___ Extracted information

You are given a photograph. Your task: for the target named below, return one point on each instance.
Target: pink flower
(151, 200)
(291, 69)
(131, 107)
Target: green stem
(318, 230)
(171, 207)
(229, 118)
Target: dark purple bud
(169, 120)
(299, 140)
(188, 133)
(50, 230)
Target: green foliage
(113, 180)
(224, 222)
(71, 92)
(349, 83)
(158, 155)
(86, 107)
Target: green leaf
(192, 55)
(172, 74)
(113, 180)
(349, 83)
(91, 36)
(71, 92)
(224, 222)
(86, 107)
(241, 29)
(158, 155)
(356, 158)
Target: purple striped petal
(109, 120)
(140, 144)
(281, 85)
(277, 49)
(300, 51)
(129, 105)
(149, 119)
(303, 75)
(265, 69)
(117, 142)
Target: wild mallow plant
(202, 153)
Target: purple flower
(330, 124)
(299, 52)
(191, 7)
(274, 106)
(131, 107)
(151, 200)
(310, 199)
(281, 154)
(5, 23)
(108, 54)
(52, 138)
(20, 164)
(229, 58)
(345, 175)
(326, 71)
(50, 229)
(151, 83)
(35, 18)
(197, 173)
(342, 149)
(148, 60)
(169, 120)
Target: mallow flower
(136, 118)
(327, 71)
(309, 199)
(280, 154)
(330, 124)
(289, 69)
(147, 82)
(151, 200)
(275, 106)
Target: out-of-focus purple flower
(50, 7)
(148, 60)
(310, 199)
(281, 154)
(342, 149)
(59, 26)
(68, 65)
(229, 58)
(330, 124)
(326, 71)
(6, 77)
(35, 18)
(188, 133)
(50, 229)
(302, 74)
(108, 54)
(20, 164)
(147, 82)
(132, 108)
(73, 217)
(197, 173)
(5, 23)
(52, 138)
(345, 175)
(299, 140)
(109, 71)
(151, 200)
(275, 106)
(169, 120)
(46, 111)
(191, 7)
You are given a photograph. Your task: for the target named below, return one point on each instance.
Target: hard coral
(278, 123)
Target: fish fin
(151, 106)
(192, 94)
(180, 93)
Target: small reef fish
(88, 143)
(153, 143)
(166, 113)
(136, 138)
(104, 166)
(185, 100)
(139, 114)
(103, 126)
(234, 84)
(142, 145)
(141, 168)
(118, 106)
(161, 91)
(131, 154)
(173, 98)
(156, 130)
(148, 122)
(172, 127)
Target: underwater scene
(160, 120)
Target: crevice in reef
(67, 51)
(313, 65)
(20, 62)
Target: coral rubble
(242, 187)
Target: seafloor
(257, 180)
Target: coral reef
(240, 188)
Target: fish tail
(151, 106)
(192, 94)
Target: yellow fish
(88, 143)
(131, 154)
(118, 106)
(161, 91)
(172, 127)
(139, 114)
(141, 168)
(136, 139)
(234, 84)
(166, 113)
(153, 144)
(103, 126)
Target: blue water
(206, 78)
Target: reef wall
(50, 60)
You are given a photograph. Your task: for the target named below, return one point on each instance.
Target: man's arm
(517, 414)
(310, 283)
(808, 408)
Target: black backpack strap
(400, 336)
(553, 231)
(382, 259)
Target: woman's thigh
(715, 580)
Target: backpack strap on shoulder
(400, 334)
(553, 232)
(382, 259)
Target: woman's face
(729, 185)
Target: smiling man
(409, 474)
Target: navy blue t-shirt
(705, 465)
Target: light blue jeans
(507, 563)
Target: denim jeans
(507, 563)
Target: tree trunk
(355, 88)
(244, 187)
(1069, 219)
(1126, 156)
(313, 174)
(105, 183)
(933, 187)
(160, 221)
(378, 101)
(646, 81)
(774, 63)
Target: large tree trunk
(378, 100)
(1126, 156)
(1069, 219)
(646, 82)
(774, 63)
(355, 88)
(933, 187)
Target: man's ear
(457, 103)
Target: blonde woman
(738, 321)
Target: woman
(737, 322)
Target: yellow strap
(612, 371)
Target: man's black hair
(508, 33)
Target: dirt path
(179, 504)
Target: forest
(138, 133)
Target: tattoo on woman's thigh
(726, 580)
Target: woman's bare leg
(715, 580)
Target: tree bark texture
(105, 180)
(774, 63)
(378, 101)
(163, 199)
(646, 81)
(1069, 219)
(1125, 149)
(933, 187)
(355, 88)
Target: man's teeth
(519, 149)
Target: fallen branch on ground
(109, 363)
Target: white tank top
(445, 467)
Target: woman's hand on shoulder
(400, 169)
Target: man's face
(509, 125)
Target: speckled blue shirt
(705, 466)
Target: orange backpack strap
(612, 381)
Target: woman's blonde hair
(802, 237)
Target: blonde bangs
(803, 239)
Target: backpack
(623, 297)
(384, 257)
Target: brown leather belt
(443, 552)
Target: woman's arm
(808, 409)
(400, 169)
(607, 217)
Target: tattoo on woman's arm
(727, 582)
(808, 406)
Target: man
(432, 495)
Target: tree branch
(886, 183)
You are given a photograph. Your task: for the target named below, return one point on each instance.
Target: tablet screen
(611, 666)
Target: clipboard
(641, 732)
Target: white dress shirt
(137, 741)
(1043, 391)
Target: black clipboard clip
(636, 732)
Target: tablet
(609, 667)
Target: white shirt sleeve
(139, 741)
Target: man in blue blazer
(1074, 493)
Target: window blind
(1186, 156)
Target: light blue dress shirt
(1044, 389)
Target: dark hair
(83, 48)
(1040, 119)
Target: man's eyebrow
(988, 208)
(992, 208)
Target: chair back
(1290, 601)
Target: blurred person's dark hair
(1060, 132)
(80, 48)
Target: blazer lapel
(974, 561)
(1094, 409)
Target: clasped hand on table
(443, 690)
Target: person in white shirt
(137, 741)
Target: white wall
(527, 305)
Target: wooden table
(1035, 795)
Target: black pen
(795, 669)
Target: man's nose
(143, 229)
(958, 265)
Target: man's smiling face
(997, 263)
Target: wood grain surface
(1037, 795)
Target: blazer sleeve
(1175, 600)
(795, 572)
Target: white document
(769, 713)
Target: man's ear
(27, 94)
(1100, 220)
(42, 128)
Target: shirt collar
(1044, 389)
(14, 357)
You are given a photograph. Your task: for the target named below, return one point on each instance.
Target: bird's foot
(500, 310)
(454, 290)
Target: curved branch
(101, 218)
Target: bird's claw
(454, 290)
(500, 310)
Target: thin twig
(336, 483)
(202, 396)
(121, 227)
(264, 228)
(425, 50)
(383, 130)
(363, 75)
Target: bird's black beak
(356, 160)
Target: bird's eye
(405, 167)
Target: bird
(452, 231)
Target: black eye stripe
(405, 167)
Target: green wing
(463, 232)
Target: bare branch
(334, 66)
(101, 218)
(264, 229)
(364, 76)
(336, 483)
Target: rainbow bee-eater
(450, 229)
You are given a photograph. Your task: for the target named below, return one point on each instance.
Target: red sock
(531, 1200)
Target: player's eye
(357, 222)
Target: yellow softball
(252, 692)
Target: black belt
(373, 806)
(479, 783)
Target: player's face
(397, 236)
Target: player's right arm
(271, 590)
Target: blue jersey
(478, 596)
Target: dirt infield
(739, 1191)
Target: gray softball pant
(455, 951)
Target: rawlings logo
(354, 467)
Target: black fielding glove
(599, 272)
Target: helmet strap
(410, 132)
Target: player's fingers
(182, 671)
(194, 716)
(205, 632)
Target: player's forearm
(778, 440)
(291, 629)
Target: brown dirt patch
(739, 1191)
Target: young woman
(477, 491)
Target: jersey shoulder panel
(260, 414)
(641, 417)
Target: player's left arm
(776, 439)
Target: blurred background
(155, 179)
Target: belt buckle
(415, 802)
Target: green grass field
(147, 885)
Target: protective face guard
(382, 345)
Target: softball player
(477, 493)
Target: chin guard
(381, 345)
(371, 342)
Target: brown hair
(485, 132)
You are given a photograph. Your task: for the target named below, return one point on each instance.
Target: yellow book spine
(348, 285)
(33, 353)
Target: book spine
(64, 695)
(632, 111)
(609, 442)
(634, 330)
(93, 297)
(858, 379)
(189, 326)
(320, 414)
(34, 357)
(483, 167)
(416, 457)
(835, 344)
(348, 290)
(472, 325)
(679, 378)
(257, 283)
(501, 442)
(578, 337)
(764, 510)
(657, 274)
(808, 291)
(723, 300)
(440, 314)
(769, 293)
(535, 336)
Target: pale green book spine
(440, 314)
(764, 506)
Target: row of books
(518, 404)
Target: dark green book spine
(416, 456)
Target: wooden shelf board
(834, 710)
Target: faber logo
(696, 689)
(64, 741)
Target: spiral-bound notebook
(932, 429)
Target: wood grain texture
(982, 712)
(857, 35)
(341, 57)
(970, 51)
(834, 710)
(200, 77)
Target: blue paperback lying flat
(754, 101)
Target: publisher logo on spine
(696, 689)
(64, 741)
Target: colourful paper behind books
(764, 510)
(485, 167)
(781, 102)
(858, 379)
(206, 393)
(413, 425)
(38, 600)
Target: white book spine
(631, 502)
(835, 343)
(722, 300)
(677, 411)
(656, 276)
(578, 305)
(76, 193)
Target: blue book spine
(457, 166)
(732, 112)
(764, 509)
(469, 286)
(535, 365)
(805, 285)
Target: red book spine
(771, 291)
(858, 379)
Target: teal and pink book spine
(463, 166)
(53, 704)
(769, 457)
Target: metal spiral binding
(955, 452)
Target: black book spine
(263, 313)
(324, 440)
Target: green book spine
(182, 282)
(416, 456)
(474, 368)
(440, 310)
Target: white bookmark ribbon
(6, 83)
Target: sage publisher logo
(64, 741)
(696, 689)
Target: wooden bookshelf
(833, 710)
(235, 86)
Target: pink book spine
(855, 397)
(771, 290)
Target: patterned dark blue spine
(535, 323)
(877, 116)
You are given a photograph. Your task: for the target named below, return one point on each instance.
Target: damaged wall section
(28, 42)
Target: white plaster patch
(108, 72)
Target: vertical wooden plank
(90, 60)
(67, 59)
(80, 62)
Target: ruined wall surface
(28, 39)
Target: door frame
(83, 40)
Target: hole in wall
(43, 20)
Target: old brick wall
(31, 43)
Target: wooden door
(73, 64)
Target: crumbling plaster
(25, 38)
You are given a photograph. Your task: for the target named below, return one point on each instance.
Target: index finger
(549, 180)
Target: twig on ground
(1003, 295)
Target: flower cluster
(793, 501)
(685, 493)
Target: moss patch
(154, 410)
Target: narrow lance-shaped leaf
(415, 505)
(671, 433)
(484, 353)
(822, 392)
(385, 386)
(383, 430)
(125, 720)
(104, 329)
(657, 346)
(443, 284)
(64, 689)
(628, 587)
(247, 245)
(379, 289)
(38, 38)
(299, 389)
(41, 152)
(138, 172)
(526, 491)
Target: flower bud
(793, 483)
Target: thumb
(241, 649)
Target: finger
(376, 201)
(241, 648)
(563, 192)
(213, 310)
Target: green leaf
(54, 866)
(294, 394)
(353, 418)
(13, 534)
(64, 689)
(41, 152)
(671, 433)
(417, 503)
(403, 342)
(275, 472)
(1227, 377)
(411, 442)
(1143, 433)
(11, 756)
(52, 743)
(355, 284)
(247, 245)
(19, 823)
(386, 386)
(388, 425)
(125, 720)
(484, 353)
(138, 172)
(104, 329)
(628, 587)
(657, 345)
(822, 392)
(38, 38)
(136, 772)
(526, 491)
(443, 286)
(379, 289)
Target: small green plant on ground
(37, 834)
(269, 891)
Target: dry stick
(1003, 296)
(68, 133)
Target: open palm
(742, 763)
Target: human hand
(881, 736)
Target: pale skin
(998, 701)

______

Task requirements.
Starting at the line that has "Target: clipboard" and stopping after the line that has "(1037, 795)", can you put those lines of the entries into a Markdown table with the columns Row and Entry line, numbering each row and leaving out blank lines?

Result of the task.
| Row | Entry line |
|---|---|
| 1 | Target: clipboard |
| 2 | (641, 732) |
| 3 | Target: white dress shirt |
| 4 | (137, 741) |
| 5 | (1043, 391) |
| 6 | Target: black clipboard clip |
| 7 | (636, 732) |
| 8 | Target: tablet |
| 9 | (609, 667) |
| 10 | Target: white shirt sleeve |
| 11 | (139, 741) |
| 12 | Target: man in blue blazer |
| 13 | (1074, 493) |
| 14 | Target: window blind |
| 15 | (1186, 156) |
| 16 | Target: light blue dress shirt |
| 17 | (1044, 389) |
| 18 | Target: dark hair |
| 19 | (83, 48) |
| 20 | (1040, 119) |
| 21 | Target: man's eyebrow |
| 22 | (988, 208) |
| 23 | (992, 208) |
| 24 | Target: chair back |
| 25 | (1290, 601) |
| 26 | Target: blurred person's dark hair |
| 27 | (1060, 132) |
| 28 | (80, 48) |
| 29 | Target: blazer lapel |
| 30 | (974, 561) |
| 31 | (1094, 409) |
| 32 | Target: clasped hand on table |
| 33 | (443, 690) |
| 34 | Target: person in white shirt |
| 35 | (137, 741) |
| 36 | Target: white wall |
| 37 | (527, 305) |
| 38 | Target: wooden table |
| 39 | (1035, 795) |
| 40 | Target: black pen |
| 41 | (795, 669) |
| 42 | Target: man's nose |
| 43 | (143, 229) |
| 44 | (958, 265) |
| 45 | Target: man's smiling face |
| 46 | (997, 263) |
| 47 | Target: wood grain surface |
| 48 | (1037, 795) |